## Input
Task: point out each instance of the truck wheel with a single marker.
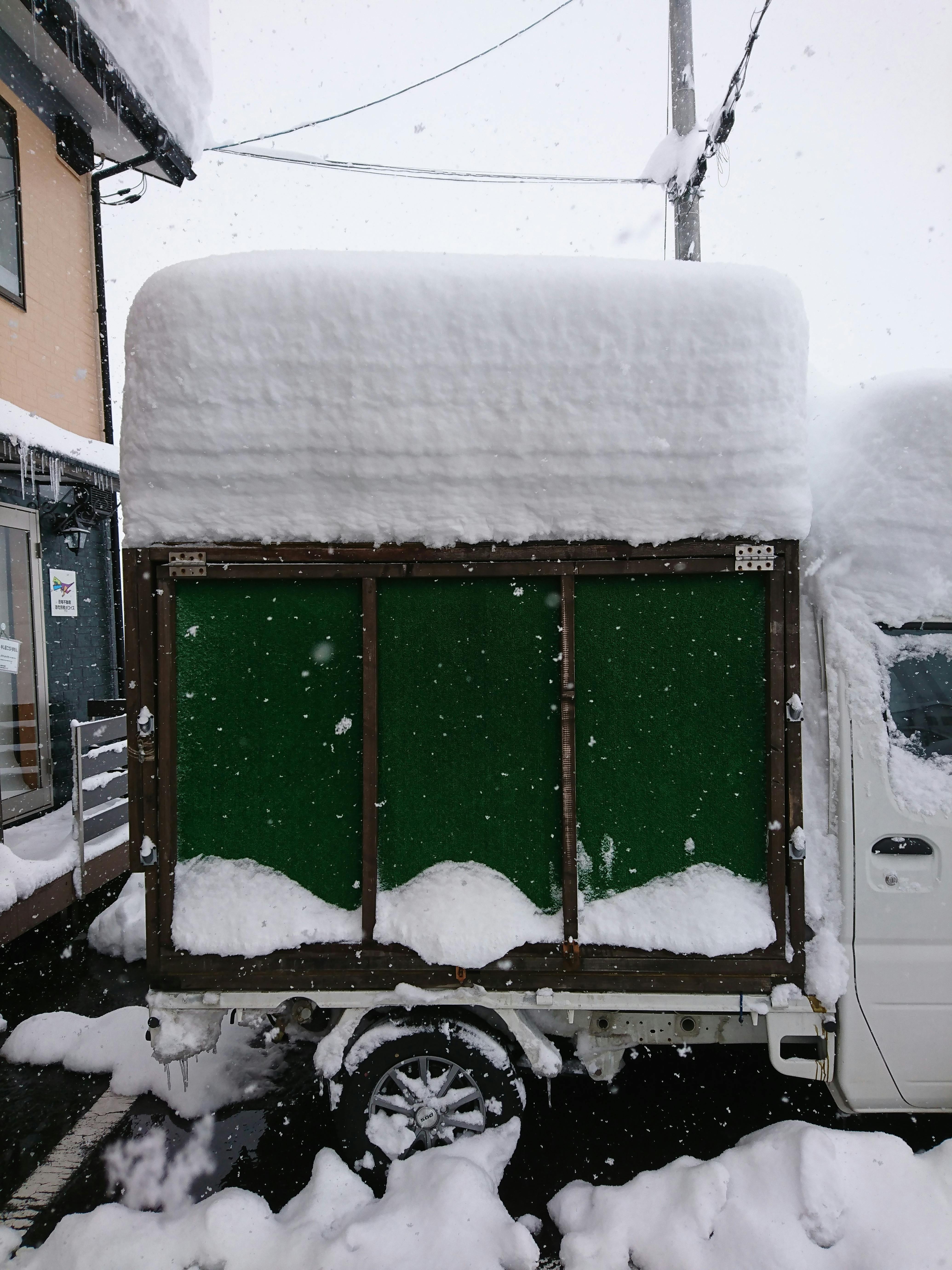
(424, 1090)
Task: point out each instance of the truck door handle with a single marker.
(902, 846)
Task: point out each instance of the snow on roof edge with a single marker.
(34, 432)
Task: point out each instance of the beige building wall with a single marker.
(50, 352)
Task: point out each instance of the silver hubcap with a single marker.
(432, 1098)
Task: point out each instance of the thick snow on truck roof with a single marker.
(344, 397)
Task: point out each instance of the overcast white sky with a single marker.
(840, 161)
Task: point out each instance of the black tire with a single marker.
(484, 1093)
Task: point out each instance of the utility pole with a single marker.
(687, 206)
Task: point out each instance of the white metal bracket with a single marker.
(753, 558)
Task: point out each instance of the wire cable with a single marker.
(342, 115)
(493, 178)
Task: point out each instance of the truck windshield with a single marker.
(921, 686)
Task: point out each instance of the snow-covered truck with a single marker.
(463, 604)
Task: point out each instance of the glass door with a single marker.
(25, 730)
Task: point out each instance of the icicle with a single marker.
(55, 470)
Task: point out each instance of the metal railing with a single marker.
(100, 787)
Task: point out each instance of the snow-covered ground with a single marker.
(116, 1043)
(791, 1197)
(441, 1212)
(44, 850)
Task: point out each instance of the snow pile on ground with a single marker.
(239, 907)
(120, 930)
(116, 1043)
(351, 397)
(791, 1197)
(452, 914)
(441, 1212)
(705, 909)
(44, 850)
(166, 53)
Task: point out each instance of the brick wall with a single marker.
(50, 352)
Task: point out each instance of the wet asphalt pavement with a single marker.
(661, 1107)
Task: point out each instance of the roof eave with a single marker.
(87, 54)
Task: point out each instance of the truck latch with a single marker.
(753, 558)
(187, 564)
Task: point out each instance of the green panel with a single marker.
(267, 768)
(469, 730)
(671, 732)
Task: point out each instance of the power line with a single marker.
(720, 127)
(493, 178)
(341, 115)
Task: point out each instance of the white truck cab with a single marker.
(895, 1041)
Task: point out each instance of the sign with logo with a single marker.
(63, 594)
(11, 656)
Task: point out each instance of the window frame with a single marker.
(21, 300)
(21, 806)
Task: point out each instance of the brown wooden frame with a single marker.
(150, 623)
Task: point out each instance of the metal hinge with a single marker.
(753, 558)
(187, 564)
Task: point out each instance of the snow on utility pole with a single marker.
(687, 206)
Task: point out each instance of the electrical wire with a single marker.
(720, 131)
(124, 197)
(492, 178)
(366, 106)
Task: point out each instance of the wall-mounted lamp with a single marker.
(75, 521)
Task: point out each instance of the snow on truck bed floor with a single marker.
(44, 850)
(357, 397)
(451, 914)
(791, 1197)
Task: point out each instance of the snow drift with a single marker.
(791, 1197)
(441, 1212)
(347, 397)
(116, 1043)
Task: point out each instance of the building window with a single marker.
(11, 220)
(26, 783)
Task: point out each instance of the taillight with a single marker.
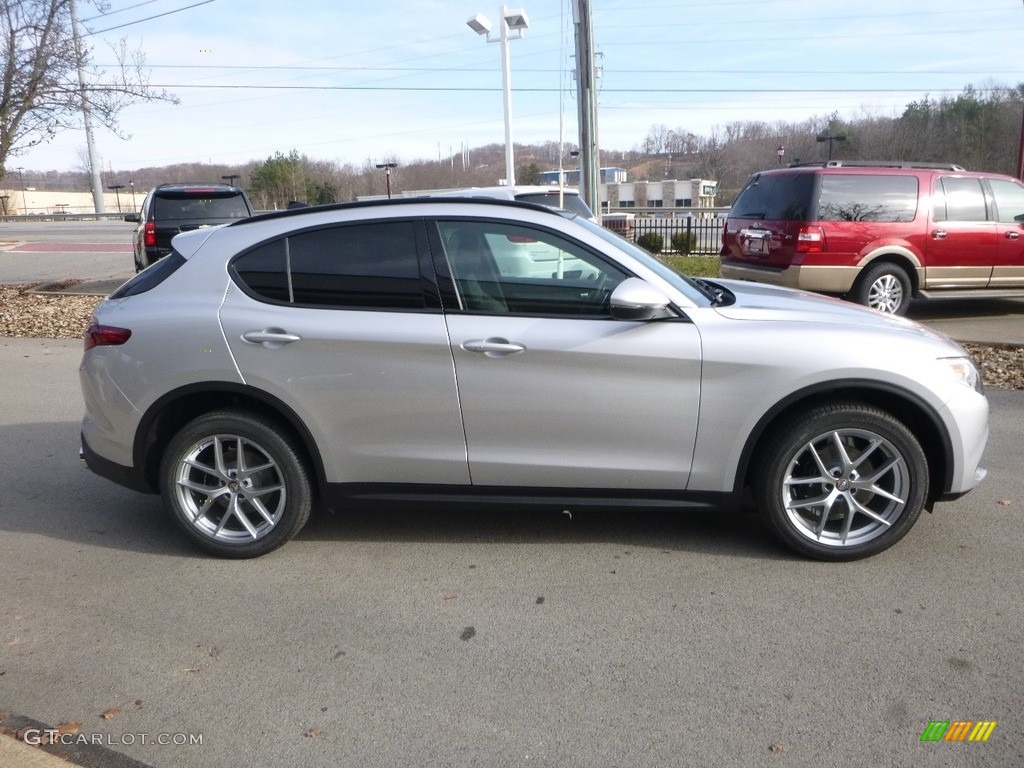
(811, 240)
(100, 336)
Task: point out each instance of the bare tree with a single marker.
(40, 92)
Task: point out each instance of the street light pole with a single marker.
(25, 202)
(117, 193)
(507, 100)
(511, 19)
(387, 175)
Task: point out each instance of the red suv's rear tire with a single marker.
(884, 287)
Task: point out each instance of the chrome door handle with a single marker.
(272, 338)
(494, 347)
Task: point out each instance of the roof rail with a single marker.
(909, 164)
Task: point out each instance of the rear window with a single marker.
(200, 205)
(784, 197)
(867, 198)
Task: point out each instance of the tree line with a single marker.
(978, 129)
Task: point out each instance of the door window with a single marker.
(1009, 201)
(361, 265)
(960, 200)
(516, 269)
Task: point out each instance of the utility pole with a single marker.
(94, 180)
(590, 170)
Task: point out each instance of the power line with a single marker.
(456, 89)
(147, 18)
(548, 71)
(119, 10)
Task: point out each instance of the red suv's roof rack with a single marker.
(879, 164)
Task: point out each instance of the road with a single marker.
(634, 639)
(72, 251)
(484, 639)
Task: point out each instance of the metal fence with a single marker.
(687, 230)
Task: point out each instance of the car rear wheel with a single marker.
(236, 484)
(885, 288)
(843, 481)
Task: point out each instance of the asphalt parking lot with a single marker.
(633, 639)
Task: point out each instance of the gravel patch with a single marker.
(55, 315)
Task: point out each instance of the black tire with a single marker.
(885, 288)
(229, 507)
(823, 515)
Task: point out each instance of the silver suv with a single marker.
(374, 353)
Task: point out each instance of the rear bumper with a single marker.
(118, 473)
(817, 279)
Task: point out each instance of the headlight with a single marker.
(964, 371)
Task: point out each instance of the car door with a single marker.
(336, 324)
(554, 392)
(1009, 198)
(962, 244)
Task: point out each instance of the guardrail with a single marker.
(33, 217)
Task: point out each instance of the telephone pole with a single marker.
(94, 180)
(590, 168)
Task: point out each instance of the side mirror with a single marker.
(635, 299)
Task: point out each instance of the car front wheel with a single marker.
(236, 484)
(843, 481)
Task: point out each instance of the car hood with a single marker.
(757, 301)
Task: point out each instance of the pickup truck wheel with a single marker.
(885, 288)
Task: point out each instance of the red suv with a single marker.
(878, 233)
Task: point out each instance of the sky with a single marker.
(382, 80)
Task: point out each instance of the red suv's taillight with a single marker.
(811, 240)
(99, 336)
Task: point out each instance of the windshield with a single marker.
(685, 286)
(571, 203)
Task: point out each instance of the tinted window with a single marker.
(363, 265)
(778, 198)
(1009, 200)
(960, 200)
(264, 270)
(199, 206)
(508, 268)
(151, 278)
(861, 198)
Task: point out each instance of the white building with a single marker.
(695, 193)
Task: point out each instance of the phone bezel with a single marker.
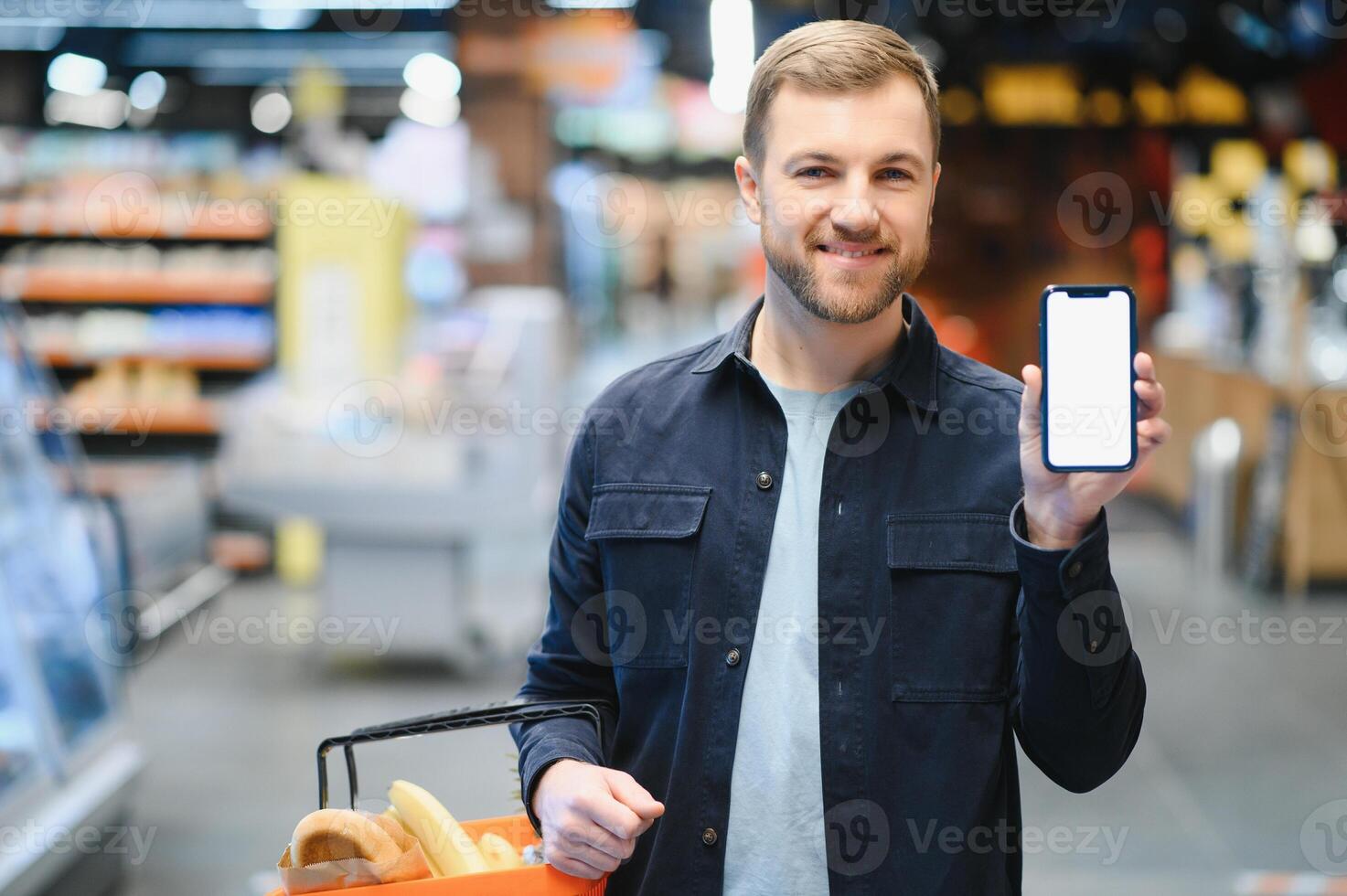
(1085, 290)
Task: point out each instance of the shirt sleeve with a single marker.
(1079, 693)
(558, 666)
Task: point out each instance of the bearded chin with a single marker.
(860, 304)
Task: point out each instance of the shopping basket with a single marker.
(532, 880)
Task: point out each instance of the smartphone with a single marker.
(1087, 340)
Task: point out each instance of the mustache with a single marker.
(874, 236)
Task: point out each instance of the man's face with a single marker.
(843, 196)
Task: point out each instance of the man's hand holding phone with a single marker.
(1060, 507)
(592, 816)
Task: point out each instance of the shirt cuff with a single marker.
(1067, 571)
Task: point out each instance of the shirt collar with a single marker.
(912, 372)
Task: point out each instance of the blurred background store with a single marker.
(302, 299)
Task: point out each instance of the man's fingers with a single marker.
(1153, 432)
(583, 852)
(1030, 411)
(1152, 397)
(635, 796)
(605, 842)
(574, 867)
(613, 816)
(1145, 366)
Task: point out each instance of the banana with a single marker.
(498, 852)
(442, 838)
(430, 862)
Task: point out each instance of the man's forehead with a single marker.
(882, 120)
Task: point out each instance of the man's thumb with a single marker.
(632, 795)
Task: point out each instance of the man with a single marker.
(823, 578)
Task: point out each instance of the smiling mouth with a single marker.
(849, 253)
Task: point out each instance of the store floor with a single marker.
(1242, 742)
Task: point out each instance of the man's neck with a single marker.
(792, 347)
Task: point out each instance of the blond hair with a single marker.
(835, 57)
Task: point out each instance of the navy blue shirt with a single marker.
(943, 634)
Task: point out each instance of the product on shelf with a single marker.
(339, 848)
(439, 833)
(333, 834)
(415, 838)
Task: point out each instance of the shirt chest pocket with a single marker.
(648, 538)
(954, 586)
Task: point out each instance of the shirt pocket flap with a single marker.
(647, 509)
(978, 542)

## Task details
Print every line of the material exactly as written, but drop the pictures.

## Solved exercise
Task: point out each instance of the truck wheel with a single marker.
(424, 1090)
Task: point out each instance of the truck door handle with a single marker.
(902, 846)
Task: point out each instance of the snow on roof edge with a single marker.
(34, 432)
Task: point out each instance of the beige building wall with a single marker.
(50, 352)
Task: point out each instance of the silver hubcap with a single marker.
(432, 1098)
Task: point out each instance of the thick snow on truck roof with a single marker.
(344, 397)
Task: point out each instance of the overcast white sky with a single marker.
(840, 161)
Task: point out each instance of the black tire with a single marker.
(484, 1093)
Task: point out each instance of the utility pole with a single marker.
(687, 206)
Task: point out each instance of the white metal bracket with a single marker.
(753, 558)
Task: point out each instance of the wire cable with a single marker.
(342, 115)
(493, 178)
Task: point out each instance of the truck windshield with a single marker.
(921, 686)
Task: point out each instance of the snow-covered truck with a single marker.
(463, 604)
Task: point out each instance of the glass door with a single marker.
(25, 730)
Task: point out each instance of the icicle with a single marker.
(55, 470)
Task: point out each instance of the metal railing with a single marker.
(100, 787)
Task: point out each instance of the snow-covered ground with a single marker.
(116, 1043)
(791, 1197)
(441, 1212)
(44, 850)
Task: point out each instance of the snow pile on ground with a single marker.
(239, 907)
(120, 930)
(116, 1043)
(351, 397)
(791, 1197)
(452, 914)
(441, 1212)
(705, 909)
(44, 850)
(166, 53)
Task: point out each instance of the brick wall with a single marker.
(50, 352)
Task: point out each instance of the wet asphalt pavement with a single marker.
(661, 1107)
Task: point out each instance of the roof eave with a single marker.
(87, 54)
Task: point out each instance of the truck latch with a single marker.
(753, 558)
(187, 564)
Task: point out each instance of the green panel with a single marker.
(267, 768)
(469, 730)
(671, 732)
Task: point out each instance of the power line with a single marker.
(720, 127)
(493, 178)
(341, 115)
Task: point out each instance of the white truck cab with a single marker.
(895, 1041)
Task: point out each instance of the sign with logo with a single marker.
(63, 594)
(11, 656)
Task: point out each instance of the window frame with a single marker.
(21, 300)
(21, 806)
Task: point out each instance of the brown wooden frame with a single marker.
(150, 623)
Task: point out each instance of the metal hinge with a single marker.
(753, 558)
(187, 564)
Task: point out each instance of the snow on utility pole with a single marker.
(687, 206)
Task: point out each instance of the electrical wire with a single marker.
(720, 131)
(124, 197)
(492, 178)
(366, 106)
Task: point out each instance of the wall-mounted lamp with a single marker.
(75, 521)
Task: point out each instance of the snow on truck bed floor with a single marker.
(44, 850)
(357, 397)
(451, 914)
(791, 1197)
Task: point out each instance of the snow drift with a single marker.
(791, 1197)
(441, 1212)
(347, 397)
(116, 1043)
Task: point out each instance of the building window with a single marker.
(11, 220)
(26, 783)
Task: point out each instance of the taillight with a single marker.
(811, 240)
(100, 336)
Task: point out each instance of the bare tree with a single marker.
(40, 92)
Task: point out each instance of the street light pole with a single marker.
(25, 202)
(117, 193)
(507, 100)
(511, 19)
(387, 175)
Task: point out each instance of the red suv's rear tire with a single marker.
(884, 287)
Task: point out each instance of the chrome door handle with a single marker.
(272, 338)
(494, 347)
Task: point out each instance of the roof rail with a single marker.
(909, 164)
Task: point out each instance of the rear window with a single marker.
(200, 205)
(784, 197)
(867, 198)
Task: point out each instance of the tree line with a single marker.
(978, 129)
Task: point out each instance of the door window with a single marker.
(1009, 201)
(361, 265)
(960, 200)
(516, 269)
Task: point out each instance of the utility pole with a single marker.
(94, 180)
(590, 170)
Task: point out each instance of the power line with a single marker.
(456, 89)
(147, 18)
(548, 71)
(119, 10)
Task: point out each instance of the red suv's roof rack with a single marker.
(879, 164)
Task: point out each instance of the road with a single marker.
(634, 639)
(72, 251)
(484, 639)
Task: point out each instance of the metal fence with a single marker.
(687, 230)
Task: point out each instance of the car rear wheel with a single marker.
(236, 484)
(885, 288)
(843, 481)
Task: point out each instance of the asphalt parking lot with a single marker.
(633, 639)
Task: point out each instance of the gravel patch with a single marker.
(55, 315)
Task: point out each instance of the black tire with a single marker.
(885, 288)
(229, 507)
(823, 515)
Task: point out each instance of the silver suv with a single marker.
(374, 353)
Task: point out each instance of the rear bumper with a single marker.
(118, 473)
(817, 279)
Task: point out each instance of the headlight with a single marker.
(964, 371)
Task: point out each instance of the car door with a single marker.
(336, 324)
(554, 392)
(1009, 198)
(962, 244)
Task: point out each instance of the guardrail with a single marker.
(33, 217)
Task: point out each instance of the telephone pole with a single marker.
(94, 180)
(590, 168)
Task: point out each instance of the side mirror with a single marker.
(635, 299)
Task: point out each instance of the car front wheel with a single marker.
(236, 484)
(843, 481)
Task: point out each instance of the car hood with a single marker.
(757, 301)
Task: point out each instance of the pickup truck wheel with a single marker.
(885, 288)
Task: point out each instance of the red suv with a single marker.
(878, 233)
Task: point out each instance of the sky with a single marker.
(382, 80)
Task: point out each instance of the red suv's taillight with a single marker.
(811, 240)
(99, 336)
Task: point out each instance of the windshield with a single marker.
(685, 286)
(571, 203)
Task: point out each instance of the tinted window with a single marker.
(363, 265)
(778, 198)
(1009, 200)
(960, 200)
(264, 270)
(199, 206)
(508, 268)
(151, 278)
(861, 198)
Task: point out each instance of the white building with a single marker.
(695, 193)
Task: point out each instance of the phone bezel with a single marker.
(1085, 290)
Task: point out each instance of the shirt sleeve with a single marker.
(1079, 693)
(558, 666)
Task: point out each instance of the bearded chin with a single marker.
(860, 304)
Task: point out each instance of the shopping basket with a single marker.
(532, 880)
Task: point out each instance of the smartphone with a single marker.
(1087, 340)
Task: point out each instance of the mustache with a single marker.
(874, 236)
Task: point out each instance of the man's face with a single marker.
(843, 196)
Task: point out each instance of the man's hand holding phone with a single marker.
(1060, 507)
(592, 816)
Task: point out each instance of the shirt cuff with a single marker.
(1067, 571)
Task: point out each instance of the shirt collar with a single marker.
(912, 372)
Task: point out each instance of the blurred background store with a single marker.
(302, 299)
Task: point out each instance of the man's fingers with a single marker.
(1153, 432)
(583, 852)
(1030, 411)
(1152, 397)
(635, 796)
(605, 842)
(574, 867)
(613, 816)
(1145, 366)
Task: point out each instance of the banana with a single marker.
(498, 852)
(442, 838)
(430, 862)
Task: point out each instance of the man's forehead with a single marker.
(882, 120)
Task: point out each instance of the man's thumb with a single marker.
(632, 795)
Task: point out each instance of the man with a single marker.
(823, 578)
Task: point out each instance of the smiling mouth with a single marker.
(849, 253)
Task: point out each instance of the store floor with a single marker.
(1242, 742)
Task: point out each instance of the man's neck with a single marker.
(792, 347)
Task: point out each instance of the blond hair with a single marker.
(835, 57)
Task: point out each instance of the navy blue shirt with a single marker.
(943, 634)
Task: point out each instance of the product on shelf with a single marker.
(339, 848)
(439, 833)
(333, 834)
(415, 838)
Task: point out each instance of the shirt chest pocket with a single marker.
(648, 538)
(954, 586)
Task: point out each instance of the shirt pocket flap with a single marker.
(647, 509)
(978, 542)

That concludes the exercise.